EXERCISE PASSAGE -
=== Begin Enclosure ===
Pakeha Support Ngawha

Kaitiaki at the noho rangimarie at Ngawha have weathered 200 consecutive days of passive resistance to the desecration of their whenua.

Kaitiaki have been camping in an area between two fences at the main entrance to the construction site since December 6 last year.

An army of earthmoving machinery has been at work for an astonishing 18 months, in an attempt to prepare a viable building platform in the old lakebed site. A nearby hill has been flattened to provide fill, but foundations have still not been laid.

Estimates for the new prison have risen from $80 million to $137 million.

A select committee review of the project found irregularities in the contracts which meant the department will absorb costs caused by unexpected environmental conditions.

The 200-day milestone was passed on Monday with the prospect of eviction imminent after Department of Corrections senior staff unilaterally withdrew from an agreement brokered last year which allowed protesters to occupy.

The condition to this agreement was that work at the site would not be disrupted. The pact also saw police drop charges against 37 people arrested on June 4 last year.

Despite the fact that those at the noho rangimarie have not disrupted work at the site, project leader John Hamilton has called for the eviction.

Mr Hamilton has been associated with the ill-fated project for several years. It was he and other senior staff that made the decision to drop their own process and buy the unsuitable site at the eleventh hour. Officials had prepared a list of 84 preferred sites in Tai Tokerau, which did not include the current site.

A nearby site was 42 on the list, but Ngati Rangi owners refused to sell. With deadlines pending Mr Hamilton decided to jump the fence and buy, at an inflated price, the property next door from a young farming couple. Why the entire list of 84 sites was rejected has never been explained.

Mr Hamilton was also involved in rejecting a Ngati Hine offer of land and shared Maori management of a prison on land at Motatau. The reasons why the offer was rejected have also never been made public. However rehabilitation concepts inherent in the Ngati Hine plan have since surfaced in the departments 'own' plans.

In the subsequent legal resistance, it is alleged that Mr Hamilton spoke to at least one of the appellants in regard to what it may cost for them to drop appeals.

Under his management the Environment Court case which the department pursued to overturn the Northland Regional Council's original rejection of the project, drew on Maori consultants from elsewhere to counter Ngapuhi cultural evidence. Having won in that forum, which admitted it could not consider Maori spiritual beliefs, Mr Hamilton was part of a team that then sought exorbitant costs from the Maori litigants.
=== End Enclosure ===
Object descriptions in free text:
=== Begin Enclosure ===
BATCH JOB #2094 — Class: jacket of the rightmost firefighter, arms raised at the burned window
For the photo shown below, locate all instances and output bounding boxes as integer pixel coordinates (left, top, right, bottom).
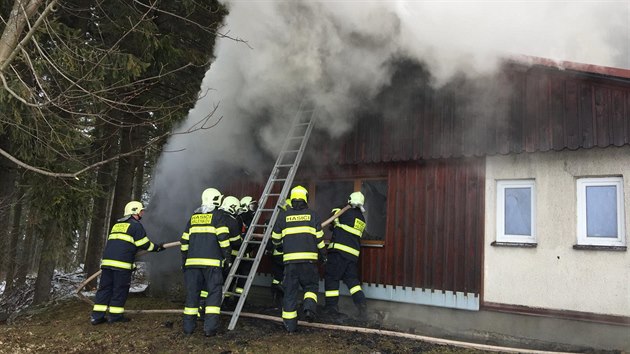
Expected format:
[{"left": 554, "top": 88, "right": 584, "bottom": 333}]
[{"left": 328, "top": 208, "right": 365, "bottom": 260}]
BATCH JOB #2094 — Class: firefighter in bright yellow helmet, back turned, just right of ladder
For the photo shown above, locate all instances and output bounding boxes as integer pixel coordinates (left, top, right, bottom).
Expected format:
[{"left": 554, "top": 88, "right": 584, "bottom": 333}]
[{"left": 272, "top": 186, "right": 325, "bottom": 333}]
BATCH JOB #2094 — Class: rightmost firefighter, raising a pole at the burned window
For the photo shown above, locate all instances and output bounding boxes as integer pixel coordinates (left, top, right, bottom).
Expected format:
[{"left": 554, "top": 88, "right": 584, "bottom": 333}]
[{"left": 324, "top": 192, "right": 367, "bottom": 319}]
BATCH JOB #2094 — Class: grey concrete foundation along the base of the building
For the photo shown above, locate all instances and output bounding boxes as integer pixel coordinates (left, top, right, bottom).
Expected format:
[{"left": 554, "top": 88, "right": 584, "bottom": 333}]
[{"left": 247, "top": 287, "right": 630, "bottom": 352}]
=== End Enclosure ===
ACTIVITY 1 -
In the Ngawha article, what figure had the estimate for the new prison risen to?
ACTIVITY 2 -
Reproduce the passage of the Ngawha article between "Kaitiaki have been" and "to $137 million.", inclusive.

WRITTEN SOLUTION 1 -
$137 million

WRITTEN SOLUTION 2 -
Kaitiaki have been camping in an area between two fences at the main entrance to the construction site since December 6 last year.

An army of earthmoving machinery has been at work for an astonishing 18 months, in an attempt to prepare a viable building platform in the old lakebed site. A nearby hill has been flattened to provide fill, but foundations have still not been laid.

Estimates for the new prison have risen from $80 million to $137 million.